Tasks to perform:
1. In the podcast transcript, which college's Women's Research Center does Beverly Guy-Sheftall head?
2. From the podcast transcript, return everything from "Anita Hill speaks" down to "for me anyway.".
3. Name every person mentioned by name in the podcast transcript.

Document:
>>>
Join Pushkin+
Gain access to ad-free versions of 20+ podcasts from the Pushkin library along with exclusive bonus episodes and other member benefits.
Anita Hill speaks with her friends Emma Coleman Jordan and Beverly Guy Sheftall, feminists, activists and scholars, about their work and her friendships with them over the decades. The events of 1991 challenged each in different ways; together they forged a path forward with the support of each other.
Anita Hill
Getting Even is produced by Pushkin Industries. Subscribe to Pushkin Plus and you can hear Getting Even and other Pushkin shows add free, and receive exclusive bonus episodes. Sign up on the Getting Even show page in Apple Podcasts or at Pushkin.fm.
We've known each other now for decades, and it's hard to believe it's been decades. It's gone fast for me anyway.
Beverly Guy-Sheftall
It has.
Anita Hill
And we've had lots of phone conversations. We've had many in-person conversations. And every time that we've gotten together for an interview, you've interviewed me. So now it is both my pleasure and privilege to interview you today.
Beverly Guy-Sheftall
I'm all set with that, but I think it'll be a conversation. But that will be good.
Anita Hill
This is what I know about Beverly. If you want someone to direct you, Beverly is the person you want. So this is going to be our conversation.
Beverly Guy-Sheftall
Yes, that we're letting people eavesdrop on.
Anita Hill
Absolutely.
That's my longtime friend, Beverly Beverly Guy-Sheftall. She's been at the forefront of the black feminist movement, teaching and heading the Women's Research Center at Spelman College.
<<<
Some records
>>>
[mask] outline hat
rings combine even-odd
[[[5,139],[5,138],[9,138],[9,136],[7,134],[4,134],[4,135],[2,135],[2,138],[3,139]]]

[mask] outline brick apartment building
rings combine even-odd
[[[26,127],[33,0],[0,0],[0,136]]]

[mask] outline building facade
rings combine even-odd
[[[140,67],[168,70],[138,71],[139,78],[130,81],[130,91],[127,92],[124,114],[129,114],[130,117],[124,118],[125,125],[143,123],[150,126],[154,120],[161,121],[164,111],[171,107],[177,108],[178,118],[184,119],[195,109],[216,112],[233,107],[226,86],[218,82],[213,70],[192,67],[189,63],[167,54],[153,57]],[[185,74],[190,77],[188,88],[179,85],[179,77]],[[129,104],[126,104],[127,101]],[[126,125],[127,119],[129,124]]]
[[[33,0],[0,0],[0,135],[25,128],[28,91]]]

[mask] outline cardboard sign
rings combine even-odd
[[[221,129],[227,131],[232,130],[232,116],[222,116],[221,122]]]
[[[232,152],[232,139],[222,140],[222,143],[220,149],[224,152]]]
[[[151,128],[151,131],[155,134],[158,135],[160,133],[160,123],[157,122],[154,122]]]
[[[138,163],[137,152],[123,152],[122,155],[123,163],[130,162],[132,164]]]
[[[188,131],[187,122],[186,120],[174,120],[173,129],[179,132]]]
<<<
Answers to the tasks:
1. Spelman College

2.
Anita Hill speaks with her friends Emma Coleman Jordan and Beverly Guy Sheftall, feminists, activists and scholars, about their work and her friendships with them over the decades. The events of 1991 challenged each in different ways; together they forged a path forward with the support of each other.
Anita Hill
Getting Even is produced by Pushkin Industries. Subscribe to Pushkin Plus and you can hear Getting Even and other Pushkin shows add free, and receive exclusive bonus episodes. Sign up on the Getting Even show page in Apple Podcasts or at Pushkin.fm.
We've known each other now for decades, and it's hard to believe it's been decades. It's gone fast for me anyway.

3. Anita Hill, Emma Coleman Jordan, Beverly Guy-Sheftall